- **Фрагмент текста**:
======

И все же у этого желчного человека были в эмиграции не только враги, но и близкие друзья, неизменные приверженцы, любившие его яркий талант, остроумие и даже саму язвительность. К ним относился, в первую очередь, бесконечно преданный ему и восхищавшийся его поэзией Владимир Вейдле, часто бывавший в его доме. Он познакомился с Ходасевичем в 1922 году в Петербурге, в «Диске». Его привел поэт Юрий Верховский. Ходасевич прочитал им тогда недавно написанные «Балладу» и «Улику». «В самом авторе этих стихов пленило меня что-то легкое, летучее, сухое…» — писал Вейдле.
Сблизились по-настоящему они в эмиграции.
Вейдле вспоминал, как, сидя на террасе парижского кафе, мог увидеть вдруг идущего мимо Ходасевича: «…любуюсь его легкой, молодой — точно и не по земле идет — походкой. Сейчас его окликну и он сядет за столик рядом со мной».

======

Ответьте на вопросы по отрывку о Ходасевиче и Вейдле:
(а) В каком году и где Вейдле познакомился с Ходасевичем?
(б) Кто привел Вейдле на это знакомство?
(в) Где, по воспоминаниям Вейдле, он мог вдруг увидеть идущего мимо Ходасевича?
Записи, приведенные ниже, для работы не нужны.

======

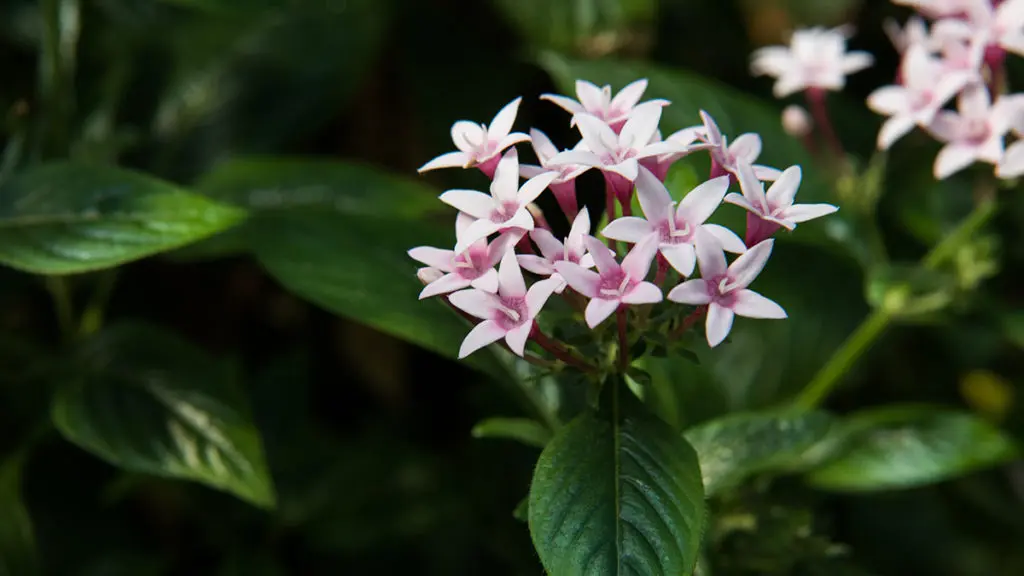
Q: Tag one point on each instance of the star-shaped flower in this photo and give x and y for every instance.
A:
(509, 314)
(723, 289)
(474, 266)
(675, 228)
(612, 285)
(769, 211)
(816, 57)
(598, 101)
(505, 208)
(479, 145)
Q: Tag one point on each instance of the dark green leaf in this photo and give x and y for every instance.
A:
(616, 492)
(525, 430)
(148, 402)
(735, 447)
(902, 447)
(62, 218)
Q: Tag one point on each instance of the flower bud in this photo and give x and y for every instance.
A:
(796, 121)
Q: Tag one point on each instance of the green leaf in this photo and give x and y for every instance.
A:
(735, 447)
(146, 401)
(525, 430)
(17, 548)
(65, 217)
(616, 492)
(903, 447)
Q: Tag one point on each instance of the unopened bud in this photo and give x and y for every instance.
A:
(796, 121)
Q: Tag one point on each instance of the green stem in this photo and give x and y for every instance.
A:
(832, 373)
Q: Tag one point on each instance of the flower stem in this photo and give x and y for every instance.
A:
(832, 373)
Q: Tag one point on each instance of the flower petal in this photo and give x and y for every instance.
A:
(692, 292)
(752, 304)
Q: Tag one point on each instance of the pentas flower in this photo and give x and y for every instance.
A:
(573, 250)
(726, 158)
(768, 212)
(612, 285)
(976, 132)
(458, 270)
(479, 145)
(505, 208)
(928, 85)
(563, 187)
(509, 314)
(675, 228)
(815, 58)
(597, 101)
(723, 289)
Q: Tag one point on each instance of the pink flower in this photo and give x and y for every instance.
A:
(563, 187)
(598, 101)
(744, 150)
(675, 228)
(478, 145)
(553, 251)
(612, 285)
(509, 314)
(928, 85)
(975, 134)
(769, 211)
(474, 266)
(815, 58)
(505, 208)
(723, 289)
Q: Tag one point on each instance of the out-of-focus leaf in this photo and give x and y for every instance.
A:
(525, 430)
(902, 447)
(64, 218)
(616, 492)
(17, 547)
(150, 402)
(735, 447)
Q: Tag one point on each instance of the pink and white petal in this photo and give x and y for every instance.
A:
(783, 191)
(692, 292)
(953, 158)
(476, 204)
(701, 202)
(718, 324)
(803, 212)
(449, 160)
(743, 270)
(474, 302)
(681, 256)
(435, 257)
(584, 281)
(598, 311)
(486, 332)
(729, 241)
(443, 285)
(628, 229)
(503, 121)
(643, 293)
(751, 304)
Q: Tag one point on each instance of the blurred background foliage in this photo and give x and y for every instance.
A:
(313, 116)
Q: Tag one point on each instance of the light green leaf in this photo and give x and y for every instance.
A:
(148, 402)
(616, 492)
(64, 217)
(525, 430)
(903, 447)
(735, 447)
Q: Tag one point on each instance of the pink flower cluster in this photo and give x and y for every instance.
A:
(504, 228)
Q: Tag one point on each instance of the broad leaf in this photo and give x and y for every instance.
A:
(616, 492)
(148, 402)
(64, 218)
(903, 447)
(735, 447)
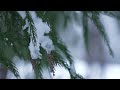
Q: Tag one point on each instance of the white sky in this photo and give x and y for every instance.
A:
(112, 71)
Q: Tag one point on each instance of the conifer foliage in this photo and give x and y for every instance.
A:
(14, 39)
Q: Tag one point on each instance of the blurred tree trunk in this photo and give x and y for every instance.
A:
(3, 72)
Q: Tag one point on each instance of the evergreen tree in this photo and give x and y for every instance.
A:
(14, 39)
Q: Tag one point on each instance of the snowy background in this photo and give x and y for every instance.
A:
(76, 47)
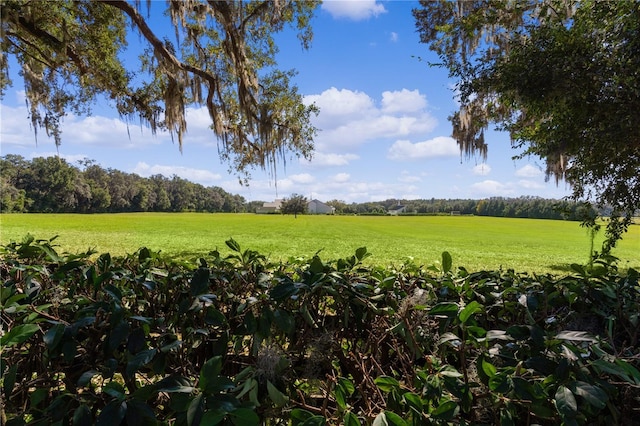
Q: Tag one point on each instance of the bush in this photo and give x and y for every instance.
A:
(239, 340)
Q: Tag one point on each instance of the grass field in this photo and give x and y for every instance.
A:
(474, 242)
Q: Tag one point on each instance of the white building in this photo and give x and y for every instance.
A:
(318, 207)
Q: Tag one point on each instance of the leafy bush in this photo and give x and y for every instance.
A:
(239, 340)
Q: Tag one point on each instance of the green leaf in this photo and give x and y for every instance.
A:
(469, 310)
(446, 262)
(214, 317)
(18, 334)
(592, 394)
(618, 368)
(445, 411)
(9, 380)
(284, 321)
(486, 369)
(413, 400)
(86, 377)
(195, 410)
(350, 419)
(394, 419)
(115, 390)
(448, 309)
(380, 420)
(233, 245)
(283, 291)
(140, 359)
(213, 417)
(112, 414)
(53, 336)
(361, 253)
(386, 383)
(500, 383)
(199, 282)
(341, 399)
(244, 417)
(347, 386)
(278, 398)
(210, 370)
(82, 416)
(565, 402)
(576, 336)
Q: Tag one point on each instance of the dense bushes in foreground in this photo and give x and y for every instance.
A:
(237, 340)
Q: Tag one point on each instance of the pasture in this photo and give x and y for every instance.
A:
(474, 242)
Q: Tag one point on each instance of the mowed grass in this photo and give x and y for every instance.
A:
(474, 242)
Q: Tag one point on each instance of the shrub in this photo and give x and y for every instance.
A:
(239, 340)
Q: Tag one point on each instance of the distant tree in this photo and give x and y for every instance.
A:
(561, 76)
(294, 205)
(223, 58)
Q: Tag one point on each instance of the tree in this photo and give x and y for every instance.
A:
(561, 77)
(294, 205)
(70, 53)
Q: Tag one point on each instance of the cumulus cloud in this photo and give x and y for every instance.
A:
(492, 188)
(403, 101)
(356, 10)
(530, 184)
(349, 118)
(203, 177)
(406, 177)
(302, 178)
(481, 169)
(341, 177)
(341, 106)
(441, 146)
(529, 171)
(72, 159)
(322, 159)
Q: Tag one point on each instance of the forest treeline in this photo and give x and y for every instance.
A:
(53, 185)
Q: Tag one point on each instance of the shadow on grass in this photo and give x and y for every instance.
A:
(561, 268)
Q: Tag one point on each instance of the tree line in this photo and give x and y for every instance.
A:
(53, 185)
(522, 207)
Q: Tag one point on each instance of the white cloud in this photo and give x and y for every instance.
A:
(353, 9)
(341, 106)
(349, 118)
(341, 177)
(403, 101)
(481, 169)
(441, 146)
(69, 158)
(302, 178)
(322, 159)
(529, 171)
(407, 178)
(492, 188)
(530, 184)
(204, 177)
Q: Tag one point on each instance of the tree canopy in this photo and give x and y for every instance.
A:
(223, 57)
(561, 77)
(294, 205)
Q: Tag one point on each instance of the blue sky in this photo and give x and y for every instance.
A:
(383, 128)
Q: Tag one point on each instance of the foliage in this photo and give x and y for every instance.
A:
(561, 77)
(237, 340)
(53, 185)
(294, 205)
(71, 53)
(526, 245)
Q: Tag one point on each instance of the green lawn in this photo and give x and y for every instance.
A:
(474, 242)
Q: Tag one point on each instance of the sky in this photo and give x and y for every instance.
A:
(383, 128)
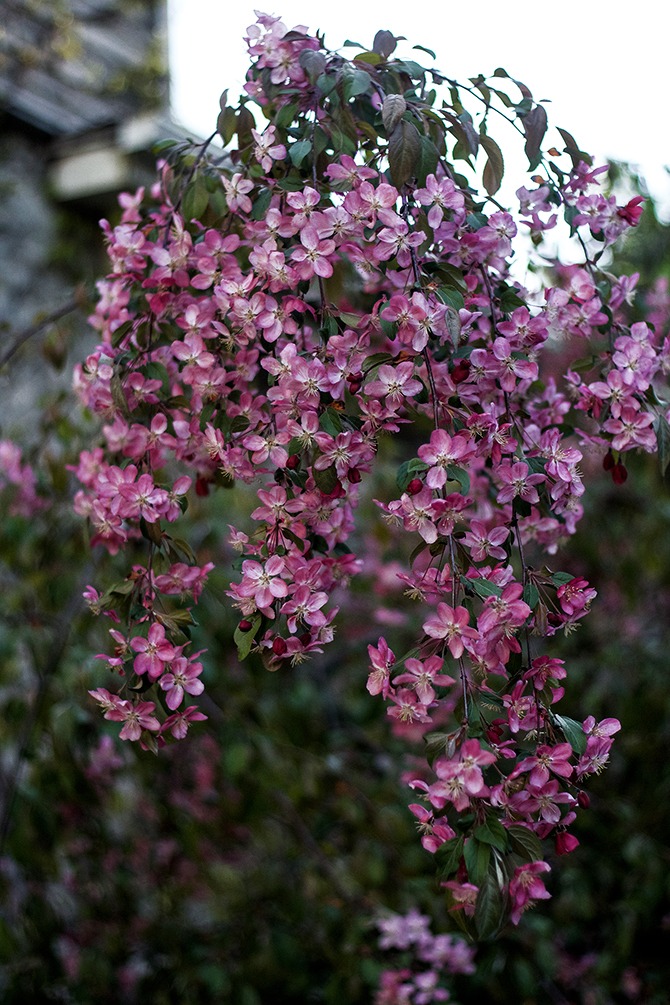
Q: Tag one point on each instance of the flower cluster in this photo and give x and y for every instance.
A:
(428, 961)
(269, 318)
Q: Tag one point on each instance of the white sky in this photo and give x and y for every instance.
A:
(603, 66)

======

- **Письменное решение**:
(а) В 1922 году в Петербурге, в «Диске».
(б) Поэт Юрий Верховский.
(в) Сидя на террасе парижского кафе.